▶ _RECORDS SHOWN_:
───
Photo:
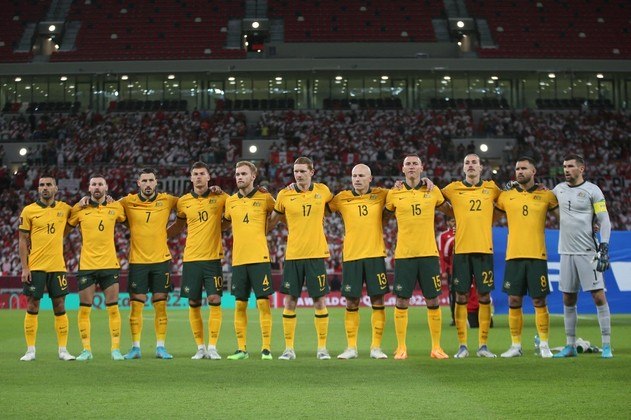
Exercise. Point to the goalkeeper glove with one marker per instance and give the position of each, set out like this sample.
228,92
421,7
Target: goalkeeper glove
602,257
───
▶ _WHAT IS NEEDED_: Format every line of the records above as a JSON list of strings, one string per line, with blank lines and pictures left out.

▶ _REPLY TO THE TASK_:
[
  "Photo:",
  "Exercise. Point to the goalkeeper glove with one marker per instance and give the position of each, set out like this sample.",
  "228,92",
  "421,7",
  "Target: goalkeeper glove",
  "602,257"
]